>> BEGIN Supplied entries

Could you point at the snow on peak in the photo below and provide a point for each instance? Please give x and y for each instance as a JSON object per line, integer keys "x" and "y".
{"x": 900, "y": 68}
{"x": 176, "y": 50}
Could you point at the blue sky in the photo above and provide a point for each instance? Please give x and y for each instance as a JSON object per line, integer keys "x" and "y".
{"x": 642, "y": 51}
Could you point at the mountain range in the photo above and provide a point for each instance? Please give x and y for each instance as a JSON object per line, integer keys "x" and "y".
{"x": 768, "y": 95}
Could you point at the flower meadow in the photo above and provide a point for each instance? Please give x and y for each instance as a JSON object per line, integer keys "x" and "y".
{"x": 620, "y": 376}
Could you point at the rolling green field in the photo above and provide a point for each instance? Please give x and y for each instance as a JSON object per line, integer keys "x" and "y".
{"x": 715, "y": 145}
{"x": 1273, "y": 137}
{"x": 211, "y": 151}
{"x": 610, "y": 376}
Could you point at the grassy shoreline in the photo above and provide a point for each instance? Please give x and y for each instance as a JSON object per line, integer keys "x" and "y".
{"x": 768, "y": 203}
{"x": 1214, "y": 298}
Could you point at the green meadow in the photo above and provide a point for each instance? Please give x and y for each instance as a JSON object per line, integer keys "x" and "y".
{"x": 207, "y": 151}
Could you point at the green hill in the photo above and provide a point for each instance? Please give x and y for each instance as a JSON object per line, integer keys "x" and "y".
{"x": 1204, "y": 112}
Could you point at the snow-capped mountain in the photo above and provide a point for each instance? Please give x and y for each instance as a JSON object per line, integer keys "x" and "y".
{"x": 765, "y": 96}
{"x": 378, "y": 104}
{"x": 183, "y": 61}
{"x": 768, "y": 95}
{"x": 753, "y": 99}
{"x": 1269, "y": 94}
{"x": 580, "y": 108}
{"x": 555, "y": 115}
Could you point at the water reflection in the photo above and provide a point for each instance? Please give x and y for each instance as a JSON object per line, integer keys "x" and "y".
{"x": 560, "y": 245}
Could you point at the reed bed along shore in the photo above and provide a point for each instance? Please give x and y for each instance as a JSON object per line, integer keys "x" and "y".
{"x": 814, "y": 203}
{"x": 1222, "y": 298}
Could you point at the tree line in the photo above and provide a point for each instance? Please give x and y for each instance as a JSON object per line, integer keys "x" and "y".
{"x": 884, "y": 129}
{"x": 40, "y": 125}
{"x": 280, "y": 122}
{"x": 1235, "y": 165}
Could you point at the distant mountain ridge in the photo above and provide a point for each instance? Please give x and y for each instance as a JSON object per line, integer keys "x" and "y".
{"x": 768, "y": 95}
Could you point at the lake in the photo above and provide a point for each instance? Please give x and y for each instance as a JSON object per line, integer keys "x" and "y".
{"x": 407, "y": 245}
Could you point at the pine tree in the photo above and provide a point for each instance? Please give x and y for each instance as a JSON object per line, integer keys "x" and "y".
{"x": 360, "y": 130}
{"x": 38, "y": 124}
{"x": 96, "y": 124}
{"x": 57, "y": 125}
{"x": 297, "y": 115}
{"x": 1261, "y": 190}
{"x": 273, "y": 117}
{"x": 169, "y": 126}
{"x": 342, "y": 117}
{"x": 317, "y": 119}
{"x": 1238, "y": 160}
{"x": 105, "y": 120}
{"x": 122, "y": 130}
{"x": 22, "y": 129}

>> END Supplied entries

Exercise:
Return all of the data precisely as it appears.

Worked solution:
Could you point at the snow on peak in the photo below and provide a point for each instance? Please give x and y for each instance as a JSON object per line, integer keys "x" and "y".
{"x": 900, "y": 68}
{"x": 176, "y": 50}
Could you point at the blue sky in the photo above and provide a point for each instance? Please give x and y for each instance as a JSON object per line, integer keys "x" and "y".
{"x": 642, "y": 51}
Could you point at the mountain range in the photo above and provide a point for each instance? Please give x and y for each instance as a JSON object per line, integer keys "x" and "y".
{"x": 768, "y": 95}
Could you point at the flower meadow in the photo above and provide a point for each instance? Please give x and y for each instance as a JSON object per line, integer keys "x" and "y".
{"x": 620, "y": 376}
Could you point at the rolling green field in the photo above and provide a point for each instance? Please give x and y for each instance as a JSON object per line, integer keys "x" and "y".
{"x": 715, "y": 145}
{"x": 1273, "y": 137}
{"x": 211, "y": 151}
{"x": 610, "y": 376}
Could you point at the grassy shoreline in the photo above and provide a point for each instance? Please give x and y for each instance as a JSON object per line, integer keys "x" and "y".
{"x": 768, "y": 203}
{"x": 1214, "y": 298}
Could you point at the green meadow in the photo above and provide a point for each instance? Please give x and y for each instance as a JSON object per line, integer keys "x" and "y".
{"x": 207, "y": 151}
Could you point at the green hill in the photo above and provide a point for each instance? Please give x and y for each instance as a JSON object per line, integer keys "x" and "y".
{"x": 1204, "y": 112}
Could you point at the snow-capped mountain in the photo above and provide a point for each instance? Please give x and y for each instance as a JSON object per line, integer keys "x" and "y".
{"x": 765, "y": 96}
{"x": 378, "y": 104}
{"x": 183, "y": 61}
{"x": 768, "y": 95}
{"x": 753, "y": 99}
{"x": 1269, "y": 94}
{"x": 580, "y": 108}
{"x": 555, "y": 115}
Could you point at the water reflection in the photo above and provide a point for each instance? Please give x and y for each instance as a JSON object per line, integer keys "x" and "y".
{"x": 560, "y": 245}
Could you point at the reed bed along shore in the photo above and provide a point for each instance? Please give x and y for each instance as a JSON object per line, integer keys "x" and "y".
{"x": 814, "y": 203}
{"x": 1222, "y": 298}
Could you point at the tree line in the photo above and provide a point for each instance? Please give x and y for each instance as a JSON object per line, integer keys "x" and "y".
{"x": 884, "y": 129}
{"x": 40, "y": 125}
{"x": 280, "y": 122}
{"x": 1235, "y": 165}
Could you point at the distant mountain ridge in the photo above and provide a point for each instance? Please give x and y for each instance as a JSON object per line, integer keys "x" and "y".
{"x": 768, "y": 95}
Could you point at the lake in the photo above and provide a point for each instance? Please give x and y for each instance as a JSON object per line, integer keys "x" and "y".
{"x": 407, "y": 245}
Could you point at the pine tree in the photo above and provide a point for each instance? Please give x and y for each instance as a JSON object per line, integer keys "x" and "y".
{"x": 360, "y": 130}
{"x": 38, "y": 124}
{"x": 96, "y": 124}
{"x": 57, "y": 125}
{"x": 297, "y": 115}
{"x": 1261, "y": 190}
{"x": 273, "y": 117}
{"x": 169, "y": 126}
{"x": 342, "y": 117}
{"x": 317, "y": 119}
{"x": 1238, "y": 160}
{"x": 105, "y": 120}
{"x": 122, "y": 130}
{"x": 22, "y": 129}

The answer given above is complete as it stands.